Perspectives

Non à une nouvelle année scolaire d’infection, de mort et d’austérité de masse!

Des centaines de millions d’étudiants et d’éducateurs retournent dans les salles de classe à travers les États-Unis et au niveau international, dans un contexte de crise sans précédent de l’éducation publique.

Les vagues successives de la pandémie de COVID-19 continuent de s’abattre sur la société, emportant la vie d’éducateurs, de parents, d’étudiants et de travailleurs dans toutes les industries du monde. À cela s’ajoute maintenant la propagation rapide de la variole du singe, une autre maladie mortelle qui menace particulièrement les enfants.

Des élèves de maternelle portent des masques tout en écoutant leur professeur en pleine pandémie de COVID-19 à l’école élémentaire Washington, le 12 janvier 2022, à Lynwood, en Californie [AP Photo/Marcio Jose Sanchez] [AP Photo/Marcio Jose Sanchez]

Avec Wall Street qui nage dans les milliers de milliards de dollars de profits, il n’y a aucune raison pour que les travailleurs acceptent que leurs enfants soient sacrifiés, pas plus qu’ils ne devraient accepter que des communautés soient soumises à un événement handicapant de masse.

Au cours des deux ans et demi qu’a duré la pandémie, presque rien n’a été fait pour rendre les bâtiments plus sûrs grâce à des systèmes de ventilation modernes ou pour fournir le personnel bien rémunéré nécessaire pour répondre aux besoins sociaux, d’apprentissage et de santé mentale des jeunes. Les écoles, qui ont été démontrées comme étant des centres de transmission virale, n’ont pas été fermées temporairement et la population n’a pas été indemnisée financièrement pour que la pandémie soit stoppée. Rien n’a été fait pour offrir un apprentissage à distance et un soutien social de qualité.

Pour que les travailleurs restent au travail et que les bénéfices des entreprises augmentent, l’administration Biden exige que les bâtiments scolaires restent ouverts. Pour leur part, les Centres de contrôle et de prévention des maladies (CDC) ont honteusement prêté leur nom, autrefois respectable, à la fin des mesures d’atténuation, même minimales, remplaçant le port du masque masque obligatoire par des infections de masse obligatoires. Le même abandon de toutes les mesures d’atténuation a lieu en Europe et dans le monde.

Données affichées:
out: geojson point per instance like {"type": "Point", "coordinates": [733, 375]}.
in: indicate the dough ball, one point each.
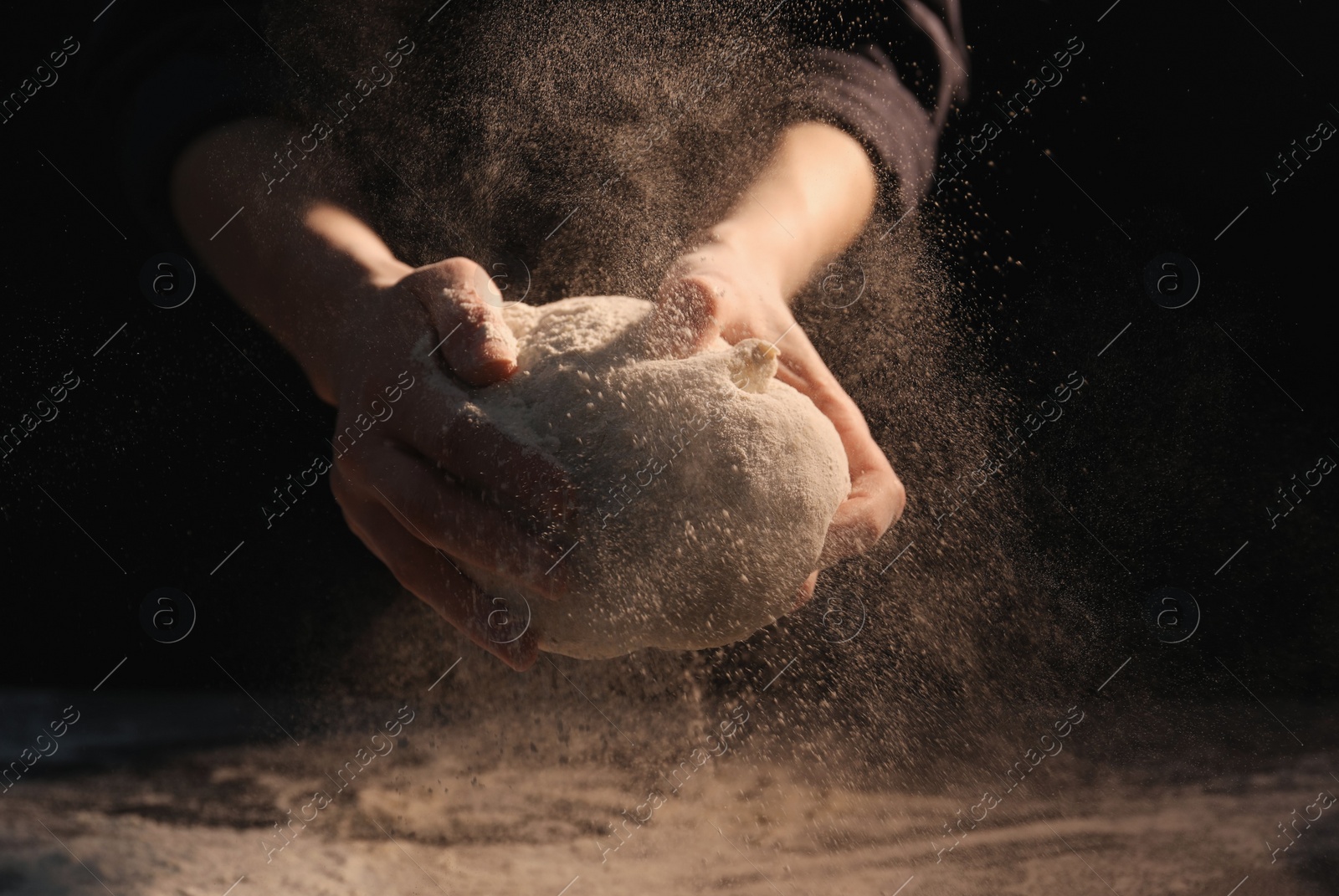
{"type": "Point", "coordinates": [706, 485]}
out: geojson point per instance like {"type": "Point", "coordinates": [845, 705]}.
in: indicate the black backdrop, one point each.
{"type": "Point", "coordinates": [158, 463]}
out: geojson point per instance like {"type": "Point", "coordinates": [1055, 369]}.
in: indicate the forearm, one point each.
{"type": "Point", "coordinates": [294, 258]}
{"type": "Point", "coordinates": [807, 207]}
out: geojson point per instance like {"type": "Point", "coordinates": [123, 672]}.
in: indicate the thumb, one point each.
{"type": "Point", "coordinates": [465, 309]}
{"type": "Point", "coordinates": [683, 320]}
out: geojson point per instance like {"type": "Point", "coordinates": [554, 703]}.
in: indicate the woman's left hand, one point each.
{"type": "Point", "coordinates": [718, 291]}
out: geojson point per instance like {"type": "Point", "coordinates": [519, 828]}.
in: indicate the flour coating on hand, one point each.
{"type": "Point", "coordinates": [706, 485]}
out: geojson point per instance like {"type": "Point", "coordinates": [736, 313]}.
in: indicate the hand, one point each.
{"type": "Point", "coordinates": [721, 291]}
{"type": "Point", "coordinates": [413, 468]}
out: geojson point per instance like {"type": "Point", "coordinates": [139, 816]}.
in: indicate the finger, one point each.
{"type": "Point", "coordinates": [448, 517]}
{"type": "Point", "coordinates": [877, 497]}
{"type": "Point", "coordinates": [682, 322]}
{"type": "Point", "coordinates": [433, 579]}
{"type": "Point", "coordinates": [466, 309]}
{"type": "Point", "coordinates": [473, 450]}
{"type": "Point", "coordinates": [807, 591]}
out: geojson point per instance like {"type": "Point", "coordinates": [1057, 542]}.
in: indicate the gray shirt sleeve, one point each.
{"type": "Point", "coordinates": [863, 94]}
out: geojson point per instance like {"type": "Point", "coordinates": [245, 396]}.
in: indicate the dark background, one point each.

Exercices à traiter:
(A) D’après le bloc de texte, quelle maladie, outre la COVID-19, menace particulièrement les enfants ?
(B) Relevez dans le bloc de texte toutes les catégories de personnes dont les vagues successives de la pandémie emportent la vie.
(C) Indiquez si chacune des affirmations suivantes concorde avec le bloc de texte, en citant les mots qui tranchent : (i) l’administration Biden exige que les bâtiments scolaires restent ouverts ; (ii) les écoles ont été fermées temporairement pendant la pandémie ; (iii) l’abandon des mesures d’atténuation se limite aux États-Unis.

Réponses par exercice:
(A) La variole du singe.

(B) Éducateurs, parents, étudiants, travailleurs dans toutes les industries du monde.

(C)
(i) Oui : « l’administration Biden exige que les bâtiments scolaires restent ouverts ».
(ii) Non : « Les écoles, qui ont été démontrées comme étant des centres de transmission virale, n’ont pas été fermées temporairement ».
(iii) Non : « Le même abandon de toutes les mesures d’atténuation a lieu en Europe et dans le monde. »